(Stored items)
=====
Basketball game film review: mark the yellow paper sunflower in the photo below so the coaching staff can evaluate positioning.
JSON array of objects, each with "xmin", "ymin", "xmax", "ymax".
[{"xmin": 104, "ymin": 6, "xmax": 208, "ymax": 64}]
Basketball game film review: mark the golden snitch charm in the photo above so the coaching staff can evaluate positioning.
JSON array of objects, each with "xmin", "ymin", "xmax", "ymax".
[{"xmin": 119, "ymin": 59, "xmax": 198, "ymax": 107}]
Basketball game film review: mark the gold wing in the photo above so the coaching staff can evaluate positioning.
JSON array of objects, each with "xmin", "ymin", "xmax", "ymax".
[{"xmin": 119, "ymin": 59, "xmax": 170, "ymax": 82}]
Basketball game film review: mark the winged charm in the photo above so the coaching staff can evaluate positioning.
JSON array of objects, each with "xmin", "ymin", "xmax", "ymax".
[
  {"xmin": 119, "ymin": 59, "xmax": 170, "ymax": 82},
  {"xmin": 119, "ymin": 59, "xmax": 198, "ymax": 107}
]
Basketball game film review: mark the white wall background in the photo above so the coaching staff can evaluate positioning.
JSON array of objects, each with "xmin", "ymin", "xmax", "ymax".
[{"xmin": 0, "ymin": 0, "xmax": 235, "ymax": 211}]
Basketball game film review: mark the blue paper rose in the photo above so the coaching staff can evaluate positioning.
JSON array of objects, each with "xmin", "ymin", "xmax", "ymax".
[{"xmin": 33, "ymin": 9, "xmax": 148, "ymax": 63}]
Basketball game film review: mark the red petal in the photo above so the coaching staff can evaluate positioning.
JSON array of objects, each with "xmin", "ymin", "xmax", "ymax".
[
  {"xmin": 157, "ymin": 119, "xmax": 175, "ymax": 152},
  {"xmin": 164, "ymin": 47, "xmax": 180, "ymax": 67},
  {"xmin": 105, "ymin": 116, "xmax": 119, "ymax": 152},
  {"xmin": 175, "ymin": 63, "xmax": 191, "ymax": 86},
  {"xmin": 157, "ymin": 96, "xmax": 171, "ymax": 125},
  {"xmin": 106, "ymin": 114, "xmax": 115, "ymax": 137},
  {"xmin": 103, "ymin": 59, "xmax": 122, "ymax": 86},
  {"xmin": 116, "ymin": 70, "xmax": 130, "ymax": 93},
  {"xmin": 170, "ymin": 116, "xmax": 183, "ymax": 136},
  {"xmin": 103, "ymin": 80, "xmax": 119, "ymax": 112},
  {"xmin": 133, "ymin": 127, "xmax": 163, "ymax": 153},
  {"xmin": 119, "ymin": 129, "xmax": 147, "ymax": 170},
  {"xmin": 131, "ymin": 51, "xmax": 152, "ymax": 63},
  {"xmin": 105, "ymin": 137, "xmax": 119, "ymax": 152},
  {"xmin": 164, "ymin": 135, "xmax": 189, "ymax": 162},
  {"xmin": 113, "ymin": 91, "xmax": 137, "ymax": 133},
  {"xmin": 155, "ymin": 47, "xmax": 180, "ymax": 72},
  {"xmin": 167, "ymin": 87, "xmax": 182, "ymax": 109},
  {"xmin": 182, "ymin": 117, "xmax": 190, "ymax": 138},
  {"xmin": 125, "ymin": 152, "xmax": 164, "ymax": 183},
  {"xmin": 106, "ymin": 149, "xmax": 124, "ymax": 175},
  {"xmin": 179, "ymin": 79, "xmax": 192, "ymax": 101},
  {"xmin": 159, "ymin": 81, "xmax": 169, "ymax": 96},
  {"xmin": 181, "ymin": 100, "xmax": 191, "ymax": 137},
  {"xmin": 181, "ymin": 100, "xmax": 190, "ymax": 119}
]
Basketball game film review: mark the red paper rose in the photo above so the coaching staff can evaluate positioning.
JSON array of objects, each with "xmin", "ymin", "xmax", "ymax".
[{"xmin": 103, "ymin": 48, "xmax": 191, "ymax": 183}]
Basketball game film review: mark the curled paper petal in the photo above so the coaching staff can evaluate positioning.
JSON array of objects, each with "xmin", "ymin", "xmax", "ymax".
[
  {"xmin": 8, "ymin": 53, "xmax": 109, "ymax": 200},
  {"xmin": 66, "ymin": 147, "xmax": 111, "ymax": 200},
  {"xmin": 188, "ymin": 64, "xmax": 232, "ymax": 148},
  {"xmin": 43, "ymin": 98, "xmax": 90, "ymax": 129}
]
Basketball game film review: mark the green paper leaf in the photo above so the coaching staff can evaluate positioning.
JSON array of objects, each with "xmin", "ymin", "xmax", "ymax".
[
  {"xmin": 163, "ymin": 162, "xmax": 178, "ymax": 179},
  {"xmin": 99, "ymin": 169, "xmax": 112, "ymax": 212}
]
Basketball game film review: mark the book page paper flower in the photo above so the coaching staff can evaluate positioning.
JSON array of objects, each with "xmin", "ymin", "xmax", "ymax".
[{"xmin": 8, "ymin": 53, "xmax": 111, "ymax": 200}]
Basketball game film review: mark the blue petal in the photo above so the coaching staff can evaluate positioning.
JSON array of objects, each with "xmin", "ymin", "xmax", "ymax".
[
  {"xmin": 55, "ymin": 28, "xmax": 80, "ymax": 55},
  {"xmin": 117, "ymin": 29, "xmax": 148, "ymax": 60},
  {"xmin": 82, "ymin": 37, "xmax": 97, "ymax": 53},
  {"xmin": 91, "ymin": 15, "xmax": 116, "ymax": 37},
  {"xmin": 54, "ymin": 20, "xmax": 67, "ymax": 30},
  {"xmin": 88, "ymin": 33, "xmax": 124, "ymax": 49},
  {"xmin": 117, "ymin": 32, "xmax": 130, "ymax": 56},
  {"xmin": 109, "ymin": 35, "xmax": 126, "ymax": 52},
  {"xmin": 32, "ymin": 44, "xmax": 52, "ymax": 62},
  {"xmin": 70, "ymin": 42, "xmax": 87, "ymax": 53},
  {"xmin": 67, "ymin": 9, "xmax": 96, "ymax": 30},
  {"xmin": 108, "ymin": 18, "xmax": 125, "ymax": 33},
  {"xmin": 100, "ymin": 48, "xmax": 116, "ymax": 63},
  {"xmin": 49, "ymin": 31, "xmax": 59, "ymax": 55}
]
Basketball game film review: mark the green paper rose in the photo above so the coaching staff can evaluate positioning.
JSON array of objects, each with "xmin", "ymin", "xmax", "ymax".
=====
Required work: Using the records above, copy word for word the line with "Basketball game film review: mark the gold wing", the line with "Basketball game film review: mark the red petal", and every line between them.

Output of the exercise:
Basketball game film review: mark the gold wing in the photo above so the coaching staff can evaluate positioning.
JSON array of objects, each with "xmin", "ymin", "xmax", "ymax".
[{"xmin": 119, "ymin": 59, "xmax": 170, "ymax": 82}]
Basketball game film review: mark the winged charm in the photo above so the coaching staff can evaluate positioning.
JSON array of objects, each with "xmin", "ymin", "xmax", "ymax".
[
  {"xmin": 119, "ymin": 59, "xmax": 170, "ymax": 82},
  {"xmin": 119, "ymin": 59, "xmax": 198, "ymax": 107}
]
Basketball game film review: mark the white wall background in the photo above so the coaching staff can evaluate positioning.
JSON array of objects, each with "xmin", "ymin", "xmax", "ymax".
[{"xmin": 0, "ymin": 0, "xmax": 235, "ymax": 211}]
Basketball game film review: mark the blue paper rose in the photo above so the coaching staff can evaluate positioning.
JSON array of objects, each with "xmin", "ymin", "xmax", "ymax".
[{"xmin": 33, "ymin": 9, "xmax": 148, "ymax": 63}]
Basketball game film review: mark the red petal in the photo above so the coaching staff can evaluate positioning.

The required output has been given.